• **Task 1**: Print the passage of the Oregon news article starting with "5 Oregon Stories" and going on through "handy cheat sheet.", word for word.
• **Task 2**: According to the Oregon news article, at what time does Saturday's game kick off?
• **Task 3**: Write the next part of the Oregon news article, picking up after its final sentence.

• **Selected excerpt**:
※

News You Can Use

5 Oregon Stories to Watch this Week, November 22–28

Football, Black Friday, and protests over the Kyle Rittenhouse verdict

By Julia Silverman November 22, 2021

If it's Thanksgiving, that must mean football.

We know, we know. You’re on vacation, the kids are out of school, you’ve got a turkey to cook. Who has time to think about the news? Look at it this way: You’ll need something to talk about over the Thanksgiving dinner table with all those relatives you haven’t seen since March 2020. (Because by now, you’re all vaccinated or on your way to be vaccinated or under 5 years old, right? And still taking precautions in crowded indoor spaces to protect the elderly and the immunocompromised?) Use our guide to what everyone in Portland will be talking about this week as your handy cheat sheet.

Sportsball Ahead 

It’s Thanksgiving week in America, so it must be time for the proverbial Big Game, right? And around these parts, it doesn’t get much bigger than when the team in green and yellow faces off against the team in orange and black, this coming Saturday. Kick-off is at 12:30 pm. The Oregon Ducks are ranked number 11 in the entire country, which seems pretty good to us—until you find out that they were supposed to contend for the No. 1 spot, and are coming off a humiliating road loss to the University of Utah. The Beavers, meanwhile, are not so highly ranked but have won two games in a row, including most recently against Arizona State. If this is your kind of game, this is your kind of week.

※

• **Dataset**:
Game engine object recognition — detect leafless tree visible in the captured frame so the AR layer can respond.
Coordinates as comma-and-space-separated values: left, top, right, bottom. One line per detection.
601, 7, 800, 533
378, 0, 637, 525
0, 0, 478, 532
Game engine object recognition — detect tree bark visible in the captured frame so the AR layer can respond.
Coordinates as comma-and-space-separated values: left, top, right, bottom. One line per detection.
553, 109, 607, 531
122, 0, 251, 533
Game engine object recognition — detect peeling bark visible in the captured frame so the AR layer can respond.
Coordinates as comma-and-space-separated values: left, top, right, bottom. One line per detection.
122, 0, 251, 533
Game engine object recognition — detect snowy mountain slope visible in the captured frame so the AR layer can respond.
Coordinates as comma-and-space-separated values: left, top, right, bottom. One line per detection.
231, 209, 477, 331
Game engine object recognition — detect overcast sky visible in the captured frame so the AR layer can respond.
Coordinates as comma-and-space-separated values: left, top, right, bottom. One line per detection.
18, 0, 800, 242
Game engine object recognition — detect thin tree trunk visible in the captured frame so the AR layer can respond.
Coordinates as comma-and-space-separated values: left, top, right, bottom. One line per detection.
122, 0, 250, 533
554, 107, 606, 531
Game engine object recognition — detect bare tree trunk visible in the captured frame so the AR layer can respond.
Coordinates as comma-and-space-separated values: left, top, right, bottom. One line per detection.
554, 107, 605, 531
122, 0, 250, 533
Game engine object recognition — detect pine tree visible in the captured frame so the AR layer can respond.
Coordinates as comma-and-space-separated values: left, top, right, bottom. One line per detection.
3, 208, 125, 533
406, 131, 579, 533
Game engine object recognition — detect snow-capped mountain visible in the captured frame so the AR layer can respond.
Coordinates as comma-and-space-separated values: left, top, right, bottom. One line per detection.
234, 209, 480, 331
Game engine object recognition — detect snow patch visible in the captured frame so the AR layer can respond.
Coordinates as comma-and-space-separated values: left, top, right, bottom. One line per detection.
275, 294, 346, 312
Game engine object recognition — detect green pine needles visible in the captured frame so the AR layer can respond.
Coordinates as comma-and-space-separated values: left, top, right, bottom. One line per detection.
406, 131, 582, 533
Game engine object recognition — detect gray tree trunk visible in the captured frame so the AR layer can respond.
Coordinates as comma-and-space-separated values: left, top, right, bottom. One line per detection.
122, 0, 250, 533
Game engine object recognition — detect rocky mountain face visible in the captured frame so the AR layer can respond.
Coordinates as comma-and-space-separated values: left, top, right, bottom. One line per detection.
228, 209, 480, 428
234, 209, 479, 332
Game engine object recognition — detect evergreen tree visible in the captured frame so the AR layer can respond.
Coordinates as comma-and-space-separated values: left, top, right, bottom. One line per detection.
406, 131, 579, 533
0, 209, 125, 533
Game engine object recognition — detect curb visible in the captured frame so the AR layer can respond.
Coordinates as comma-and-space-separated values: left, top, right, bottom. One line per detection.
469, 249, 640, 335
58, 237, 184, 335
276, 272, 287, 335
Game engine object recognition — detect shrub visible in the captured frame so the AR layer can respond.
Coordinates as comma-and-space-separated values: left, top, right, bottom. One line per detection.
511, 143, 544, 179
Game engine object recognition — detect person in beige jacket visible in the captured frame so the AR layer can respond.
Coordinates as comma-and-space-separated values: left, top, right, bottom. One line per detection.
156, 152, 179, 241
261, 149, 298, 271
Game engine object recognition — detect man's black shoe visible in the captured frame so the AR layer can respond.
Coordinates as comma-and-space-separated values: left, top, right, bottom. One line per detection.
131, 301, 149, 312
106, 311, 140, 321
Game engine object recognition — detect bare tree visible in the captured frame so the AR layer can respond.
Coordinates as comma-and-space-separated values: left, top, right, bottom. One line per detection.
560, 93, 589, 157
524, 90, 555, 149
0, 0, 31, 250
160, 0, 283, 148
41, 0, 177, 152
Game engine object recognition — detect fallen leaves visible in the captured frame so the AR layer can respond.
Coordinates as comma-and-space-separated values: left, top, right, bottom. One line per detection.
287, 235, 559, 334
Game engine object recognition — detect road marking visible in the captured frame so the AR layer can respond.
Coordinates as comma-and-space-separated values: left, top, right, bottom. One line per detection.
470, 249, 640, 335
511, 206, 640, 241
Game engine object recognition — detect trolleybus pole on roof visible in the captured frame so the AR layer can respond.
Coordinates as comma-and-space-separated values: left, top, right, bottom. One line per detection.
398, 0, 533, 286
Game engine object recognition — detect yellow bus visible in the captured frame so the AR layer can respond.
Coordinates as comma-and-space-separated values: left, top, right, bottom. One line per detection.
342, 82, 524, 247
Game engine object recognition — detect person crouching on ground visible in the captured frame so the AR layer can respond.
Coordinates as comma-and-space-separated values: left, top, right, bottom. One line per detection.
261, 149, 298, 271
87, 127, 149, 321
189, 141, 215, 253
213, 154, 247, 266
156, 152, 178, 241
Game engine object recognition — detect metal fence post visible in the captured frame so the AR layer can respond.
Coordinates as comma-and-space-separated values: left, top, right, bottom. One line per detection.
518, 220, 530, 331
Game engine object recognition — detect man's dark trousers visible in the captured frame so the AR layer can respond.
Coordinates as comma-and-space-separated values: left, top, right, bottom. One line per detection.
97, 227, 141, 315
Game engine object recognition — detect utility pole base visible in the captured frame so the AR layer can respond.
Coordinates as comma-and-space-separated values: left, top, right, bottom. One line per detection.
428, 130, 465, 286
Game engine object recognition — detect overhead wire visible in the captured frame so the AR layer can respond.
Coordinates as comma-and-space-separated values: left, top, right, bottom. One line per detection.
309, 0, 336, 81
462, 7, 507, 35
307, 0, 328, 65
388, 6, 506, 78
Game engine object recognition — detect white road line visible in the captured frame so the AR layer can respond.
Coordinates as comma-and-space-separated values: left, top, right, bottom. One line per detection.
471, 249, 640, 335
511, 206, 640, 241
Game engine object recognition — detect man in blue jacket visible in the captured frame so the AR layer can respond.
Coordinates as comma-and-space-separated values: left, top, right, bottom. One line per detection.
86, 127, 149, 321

※

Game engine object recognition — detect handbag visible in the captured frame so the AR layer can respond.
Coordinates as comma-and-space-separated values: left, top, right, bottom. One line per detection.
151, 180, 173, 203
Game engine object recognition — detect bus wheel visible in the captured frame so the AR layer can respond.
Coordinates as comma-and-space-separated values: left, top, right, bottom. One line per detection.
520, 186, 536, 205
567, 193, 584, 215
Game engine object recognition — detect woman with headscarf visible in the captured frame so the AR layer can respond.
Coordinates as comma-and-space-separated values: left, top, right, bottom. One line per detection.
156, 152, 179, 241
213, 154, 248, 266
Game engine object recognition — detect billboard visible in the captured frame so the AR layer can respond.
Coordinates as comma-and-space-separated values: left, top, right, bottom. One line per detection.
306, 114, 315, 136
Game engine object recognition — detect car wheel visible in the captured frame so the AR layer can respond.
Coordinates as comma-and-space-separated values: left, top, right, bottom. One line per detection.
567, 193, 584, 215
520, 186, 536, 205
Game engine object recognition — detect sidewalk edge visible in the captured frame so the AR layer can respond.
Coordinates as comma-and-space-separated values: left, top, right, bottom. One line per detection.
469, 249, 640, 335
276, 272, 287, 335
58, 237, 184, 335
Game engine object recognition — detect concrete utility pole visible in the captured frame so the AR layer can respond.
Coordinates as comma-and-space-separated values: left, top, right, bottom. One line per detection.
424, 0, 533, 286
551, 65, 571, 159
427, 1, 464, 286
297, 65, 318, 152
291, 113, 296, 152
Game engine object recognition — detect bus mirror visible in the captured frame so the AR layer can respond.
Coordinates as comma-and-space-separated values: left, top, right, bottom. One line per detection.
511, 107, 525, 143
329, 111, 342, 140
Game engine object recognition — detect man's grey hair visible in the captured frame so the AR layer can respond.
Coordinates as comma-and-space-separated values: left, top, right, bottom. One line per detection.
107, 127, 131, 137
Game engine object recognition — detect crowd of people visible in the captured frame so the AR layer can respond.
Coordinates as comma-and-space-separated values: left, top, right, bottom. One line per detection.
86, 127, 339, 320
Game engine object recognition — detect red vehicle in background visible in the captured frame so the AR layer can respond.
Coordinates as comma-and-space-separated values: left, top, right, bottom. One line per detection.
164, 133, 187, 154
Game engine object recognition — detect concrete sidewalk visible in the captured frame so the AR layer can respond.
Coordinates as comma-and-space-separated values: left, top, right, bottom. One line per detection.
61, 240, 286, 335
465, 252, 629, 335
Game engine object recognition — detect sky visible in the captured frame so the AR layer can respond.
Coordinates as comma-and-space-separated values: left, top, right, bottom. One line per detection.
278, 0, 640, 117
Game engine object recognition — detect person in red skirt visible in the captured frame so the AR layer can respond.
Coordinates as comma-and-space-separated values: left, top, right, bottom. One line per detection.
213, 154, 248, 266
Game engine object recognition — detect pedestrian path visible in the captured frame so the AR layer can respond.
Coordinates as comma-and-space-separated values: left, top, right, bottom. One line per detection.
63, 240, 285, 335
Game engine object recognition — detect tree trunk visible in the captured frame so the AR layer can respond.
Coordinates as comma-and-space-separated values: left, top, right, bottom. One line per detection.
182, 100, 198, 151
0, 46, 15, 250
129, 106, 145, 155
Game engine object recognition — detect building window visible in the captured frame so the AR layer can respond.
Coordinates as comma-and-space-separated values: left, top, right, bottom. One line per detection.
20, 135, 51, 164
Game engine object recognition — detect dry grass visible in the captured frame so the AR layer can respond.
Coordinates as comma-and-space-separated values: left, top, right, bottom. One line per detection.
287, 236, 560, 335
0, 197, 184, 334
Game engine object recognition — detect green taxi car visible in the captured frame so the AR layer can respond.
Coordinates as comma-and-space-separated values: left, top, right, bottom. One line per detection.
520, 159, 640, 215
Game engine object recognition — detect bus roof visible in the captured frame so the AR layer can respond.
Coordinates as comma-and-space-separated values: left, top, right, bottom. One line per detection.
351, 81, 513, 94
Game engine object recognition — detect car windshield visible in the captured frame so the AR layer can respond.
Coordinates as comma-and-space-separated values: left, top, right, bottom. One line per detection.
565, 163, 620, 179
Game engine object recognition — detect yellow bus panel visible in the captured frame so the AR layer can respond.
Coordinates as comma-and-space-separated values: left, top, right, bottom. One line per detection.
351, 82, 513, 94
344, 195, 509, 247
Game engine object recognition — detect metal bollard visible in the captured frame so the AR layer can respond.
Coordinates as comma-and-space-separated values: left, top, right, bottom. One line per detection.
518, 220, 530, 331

※

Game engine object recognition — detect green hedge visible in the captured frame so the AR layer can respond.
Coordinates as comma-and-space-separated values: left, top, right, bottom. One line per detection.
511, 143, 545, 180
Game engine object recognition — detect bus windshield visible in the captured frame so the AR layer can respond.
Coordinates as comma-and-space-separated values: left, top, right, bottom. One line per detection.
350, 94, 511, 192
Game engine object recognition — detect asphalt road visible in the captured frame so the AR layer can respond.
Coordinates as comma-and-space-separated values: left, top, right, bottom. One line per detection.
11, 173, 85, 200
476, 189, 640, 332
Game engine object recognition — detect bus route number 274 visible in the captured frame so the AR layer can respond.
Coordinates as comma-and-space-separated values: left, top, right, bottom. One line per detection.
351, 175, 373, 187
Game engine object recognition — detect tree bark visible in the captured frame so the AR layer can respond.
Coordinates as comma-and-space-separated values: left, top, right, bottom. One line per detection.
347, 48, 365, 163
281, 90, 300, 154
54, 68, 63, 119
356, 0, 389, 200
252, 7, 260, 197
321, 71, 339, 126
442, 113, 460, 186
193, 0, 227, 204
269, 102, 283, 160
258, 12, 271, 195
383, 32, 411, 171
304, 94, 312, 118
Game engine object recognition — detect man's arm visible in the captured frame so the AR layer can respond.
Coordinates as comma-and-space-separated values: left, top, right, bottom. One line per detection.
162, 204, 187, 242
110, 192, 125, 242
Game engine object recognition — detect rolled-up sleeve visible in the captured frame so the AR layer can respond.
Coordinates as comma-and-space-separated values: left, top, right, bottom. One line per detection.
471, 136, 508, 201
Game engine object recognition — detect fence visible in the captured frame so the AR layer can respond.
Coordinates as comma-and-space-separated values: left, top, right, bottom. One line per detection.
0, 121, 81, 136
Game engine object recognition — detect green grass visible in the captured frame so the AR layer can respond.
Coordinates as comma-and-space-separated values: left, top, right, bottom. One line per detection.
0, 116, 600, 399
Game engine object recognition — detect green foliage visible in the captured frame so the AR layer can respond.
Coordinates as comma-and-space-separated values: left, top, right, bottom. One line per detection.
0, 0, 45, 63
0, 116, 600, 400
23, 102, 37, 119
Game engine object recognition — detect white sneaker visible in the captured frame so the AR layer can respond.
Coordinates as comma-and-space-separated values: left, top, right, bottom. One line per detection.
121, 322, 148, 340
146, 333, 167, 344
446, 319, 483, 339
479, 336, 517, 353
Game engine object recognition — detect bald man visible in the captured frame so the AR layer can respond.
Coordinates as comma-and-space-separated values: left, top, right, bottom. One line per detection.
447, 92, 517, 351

※

• **Exercise output 1**:
5 Oregon Stories to Watch this Week, November 22–28

Football, Black Friday, and protests over the Kyle Rittenhouse verdict

By Julia Silverman November 22, 2021

If it's Thanksgiving, that must mean football.

We know, we know. You’re on vacation, the kids are out of school, you’ve got a turkey to cook. Who has time to think about the news? Look at it this way: You’ll need something to talk about over the Thanksgiving dinner table with all those relatives you haven’t seen since March 2020. (Because by now, you’re all vaccinated or on your way to be vaccinated or under 5 years old, right? And still taking precautions in crowded indoor spaces to protect the elderly and the immunocompromised?) Use our guide to what everyone in Portland will be talking about this week as your handy cheat sheet.

• **Exercise output 2**: 12:30 pm

• **Exercise output 3**:
The Money Chase

What, you thought the $37 million spent between Kate Brown and Knute Buehler during the 2018 governor’s race was big cheese money for little old Oregon? As the saying goes, you ain’t seen nothing yet. We’re still almost a year away from Election Day, but already the leading gubernatorial candidates are raking in serious bucks, and every week, it seems like there is a new eye-popping haul in the news, from Independent candidate Betsy Johnson’s $2 million total so far to former New York Times columnist Nick Kristof’s $1 million plus. Lots of intriguing questions ahead on this one: Will Johnson hover up some of the big business money that might otherwise have gone to the Republicans, aka Phil Knight watch 2022? Will Speaker of the House Tina Kotek catch up once her labor allies decide to go all in? Fortunately, you can track it all in real time: Bookmark each of the candidates on Orestar, the state's campaign finance database, and watch the donations roll in daily.

Whose Portland?

We’ve got our eye on the People for Portland campaign, which has taken aim at the city’s inertia on matters including policing, homelessness, and trash cleanup. Not everyone is fond of their slate of proposed solutions, and last week brought the launch of a counter-offensive fronted by a slate of progressive women of color, who’ve co-signed a letter denouncing the group and their calls for an expanded presence by the Portland police and more temporary shelter beds for the houseless. Nevertheless, last week’s fall budget update vote by the City Council suggests that People for Portland’s message is resonating, with more funding approved for recruiting and rehiring police officers and for joint city/county shelter solutions as winter sets in.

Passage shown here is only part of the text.